WORK TO COMPLETE
#1 Return the stretch of the passage on teachers' unions from "This sudden interest" through "hostile to unions.", copied word for word.
#2 Name every person mentioned by name in the passage on teachers' unions.

PAGE EXCERPT
________________

St. Paul Federation of Teachers (SPFT) is attempting to make corporate funding of schools a subject of bargaining, but the school board isn’t having it. At the same time SPFT is ignoring calls for a merit pay system. Solvejg Wastvedt has the story on mprnews.org.
Meanwhile, Mike Antonucci reports on the NEA’s criticism of corporate greed while investing millions of forced-dues dollars into (you guessed it) corporations.
This sudden interest in corporate “greed” and school funding money comes as these same unions prepare for a positive decision in the Janus case, which will probably end up with sizeable membership losses for these unions. And University of Minnesota Carlson School of Management professor John Budd seems to agree.
“Traditionally, U.S. unions have been very bread-and-butter focused,” Budd said. However, Budd said lately more unions have taken to bargaining like the St. Paul teachers, on issues beyond wages and benefits. Budd said the approach can be used to win gains and build momentum in a political and economic climate that’s become more hostile to unions.

________________

DATA EXTRACTS
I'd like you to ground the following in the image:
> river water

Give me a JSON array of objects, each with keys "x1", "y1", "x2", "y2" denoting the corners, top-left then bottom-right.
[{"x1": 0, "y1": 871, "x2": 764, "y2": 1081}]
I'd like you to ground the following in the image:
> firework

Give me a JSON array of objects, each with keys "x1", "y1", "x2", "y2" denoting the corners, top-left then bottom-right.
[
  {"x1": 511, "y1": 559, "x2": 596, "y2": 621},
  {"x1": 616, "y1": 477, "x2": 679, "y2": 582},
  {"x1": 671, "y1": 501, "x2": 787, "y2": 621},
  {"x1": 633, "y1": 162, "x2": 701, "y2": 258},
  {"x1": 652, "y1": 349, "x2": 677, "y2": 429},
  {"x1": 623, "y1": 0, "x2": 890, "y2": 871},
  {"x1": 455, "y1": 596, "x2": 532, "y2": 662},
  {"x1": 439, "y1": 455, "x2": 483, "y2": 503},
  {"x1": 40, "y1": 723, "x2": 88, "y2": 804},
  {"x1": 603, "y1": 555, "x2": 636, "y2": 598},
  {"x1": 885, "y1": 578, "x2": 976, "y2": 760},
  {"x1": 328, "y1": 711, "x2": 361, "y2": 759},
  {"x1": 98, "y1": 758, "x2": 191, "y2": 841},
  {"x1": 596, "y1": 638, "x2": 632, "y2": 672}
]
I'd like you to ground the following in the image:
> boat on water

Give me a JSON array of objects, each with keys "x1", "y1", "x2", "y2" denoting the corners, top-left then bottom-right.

________________

TASK RESPONSES
#1
This sudden interest in corporate “greed” and school funding money comes as these same unions prepare for a positive decision in the Janus case, which will probably end up with sizeable membership losses for these unions. And University of Minnesota Carlson School of Management professor John Budd seems to agree.
“Traditionally, U.S. unions have been very bread-and-butter focused,” Budd said. However, Budd said lately more unions have taken to bargaining like the St. Paul teachers, on issues beyond wages and benefits. Budd said the approach can be used to win gains and build momentum in a political and economic climate that’s become more hostile to unions.

#2 Solvejg Wastvedt, Mike Antonucci, John Budd